> [Input data]
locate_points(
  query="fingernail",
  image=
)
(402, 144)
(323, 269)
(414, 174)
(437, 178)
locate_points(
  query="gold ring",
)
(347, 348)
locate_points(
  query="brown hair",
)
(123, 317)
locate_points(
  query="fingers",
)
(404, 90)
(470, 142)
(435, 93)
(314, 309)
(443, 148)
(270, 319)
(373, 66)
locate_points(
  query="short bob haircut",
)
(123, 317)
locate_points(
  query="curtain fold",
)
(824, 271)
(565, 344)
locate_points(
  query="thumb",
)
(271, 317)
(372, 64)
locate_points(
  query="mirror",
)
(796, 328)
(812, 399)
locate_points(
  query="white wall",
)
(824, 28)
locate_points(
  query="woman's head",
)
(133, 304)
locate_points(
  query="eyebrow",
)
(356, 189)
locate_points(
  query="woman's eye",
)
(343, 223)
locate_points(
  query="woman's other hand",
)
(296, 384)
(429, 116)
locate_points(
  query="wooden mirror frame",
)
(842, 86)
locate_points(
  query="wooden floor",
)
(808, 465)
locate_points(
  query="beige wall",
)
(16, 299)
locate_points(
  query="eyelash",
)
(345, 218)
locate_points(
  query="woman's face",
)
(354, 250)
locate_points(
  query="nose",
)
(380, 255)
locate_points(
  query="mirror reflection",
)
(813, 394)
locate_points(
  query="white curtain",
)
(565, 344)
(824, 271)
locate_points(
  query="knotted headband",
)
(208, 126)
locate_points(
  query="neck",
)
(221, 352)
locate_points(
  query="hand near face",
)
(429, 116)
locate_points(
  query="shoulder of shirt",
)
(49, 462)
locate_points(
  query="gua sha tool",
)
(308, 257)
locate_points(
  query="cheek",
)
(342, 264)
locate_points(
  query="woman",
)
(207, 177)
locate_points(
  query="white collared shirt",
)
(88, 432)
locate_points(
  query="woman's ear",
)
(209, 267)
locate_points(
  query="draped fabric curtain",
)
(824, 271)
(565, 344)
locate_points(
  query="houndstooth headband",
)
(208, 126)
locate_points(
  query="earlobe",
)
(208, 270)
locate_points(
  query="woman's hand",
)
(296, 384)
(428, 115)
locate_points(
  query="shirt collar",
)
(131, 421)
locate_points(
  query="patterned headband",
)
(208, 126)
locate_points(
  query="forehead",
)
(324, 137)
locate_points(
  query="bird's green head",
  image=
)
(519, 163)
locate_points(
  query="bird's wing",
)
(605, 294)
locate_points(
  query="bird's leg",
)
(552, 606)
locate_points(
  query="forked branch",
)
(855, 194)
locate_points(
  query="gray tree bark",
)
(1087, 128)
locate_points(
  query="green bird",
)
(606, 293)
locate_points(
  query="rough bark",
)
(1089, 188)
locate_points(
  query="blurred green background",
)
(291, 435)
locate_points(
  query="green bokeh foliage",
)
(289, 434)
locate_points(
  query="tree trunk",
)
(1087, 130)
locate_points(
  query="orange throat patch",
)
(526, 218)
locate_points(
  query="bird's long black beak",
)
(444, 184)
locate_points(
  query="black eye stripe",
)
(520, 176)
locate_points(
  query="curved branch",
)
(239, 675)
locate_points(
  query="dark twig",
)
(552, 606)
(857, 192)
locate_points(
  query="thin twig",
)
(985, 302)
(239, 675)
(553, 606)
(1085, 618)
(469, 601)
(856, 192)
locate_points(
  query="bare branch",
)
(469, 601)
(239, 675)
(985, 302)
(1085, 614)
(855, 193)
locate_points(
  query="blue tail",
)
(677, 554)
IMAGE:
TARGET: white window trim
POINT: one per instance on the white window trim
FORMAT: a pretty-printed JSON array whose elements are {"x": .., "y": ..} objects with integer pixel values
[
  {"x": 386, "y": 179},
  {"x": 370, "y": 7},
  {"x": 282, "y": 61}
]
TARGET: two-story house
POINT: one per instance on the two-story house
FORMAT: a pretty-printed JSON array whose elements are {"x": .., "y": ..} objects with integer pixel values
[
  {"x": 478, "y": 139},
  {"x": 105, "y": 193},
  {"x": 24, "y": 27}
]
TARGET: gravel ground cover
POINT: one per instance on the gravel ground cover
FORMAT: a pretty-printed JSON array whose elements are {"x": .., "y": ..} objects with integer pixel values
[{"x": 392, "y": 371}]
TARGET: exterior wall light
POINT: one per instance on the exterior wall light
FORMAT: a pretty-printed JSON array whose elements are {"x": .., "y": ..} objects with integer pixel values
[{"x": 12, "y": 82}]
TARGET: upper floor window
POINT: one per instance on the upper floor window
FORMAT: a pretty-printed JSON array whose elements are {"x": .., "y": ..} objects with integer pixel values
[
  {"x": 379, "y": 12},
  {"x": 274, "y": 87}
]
--
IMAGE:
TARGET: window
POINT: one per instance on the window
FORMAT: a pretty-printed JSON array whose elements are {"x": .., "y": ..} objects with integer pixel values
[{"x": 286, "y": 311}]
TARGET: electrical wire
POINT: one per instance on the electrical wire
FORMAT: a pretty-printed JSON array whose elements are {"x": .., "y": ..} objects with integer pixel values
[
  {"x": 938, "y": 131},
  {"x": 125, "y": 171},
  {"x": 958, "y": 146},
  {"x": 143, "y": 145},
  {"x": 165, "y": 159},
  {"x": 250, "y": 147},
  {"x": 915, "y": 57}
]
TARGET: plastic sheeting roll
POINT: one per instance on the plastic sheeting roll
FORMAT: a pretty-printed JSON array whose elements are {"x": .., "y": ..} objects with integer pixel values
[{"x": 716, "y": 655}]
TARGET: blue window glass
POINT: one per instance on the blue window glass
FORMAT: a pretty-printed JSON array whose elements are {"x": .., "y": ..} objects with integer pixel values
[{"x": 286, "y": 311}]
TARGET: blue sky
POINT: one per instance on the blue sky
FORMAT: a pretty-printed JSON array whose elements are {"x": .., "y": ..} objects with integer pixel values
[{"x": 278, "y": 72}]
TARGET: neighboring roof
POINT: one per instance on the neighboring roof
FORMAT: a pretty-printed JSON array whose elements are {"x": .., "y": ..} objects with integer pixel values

> [Required work]
Go through the listing above and locate each line that holds the word "roll". Copy those lines.

> [Output for this exercise]
TARGET: plastic sheeting roll
POINT: one per instance on the plastic sheeting roll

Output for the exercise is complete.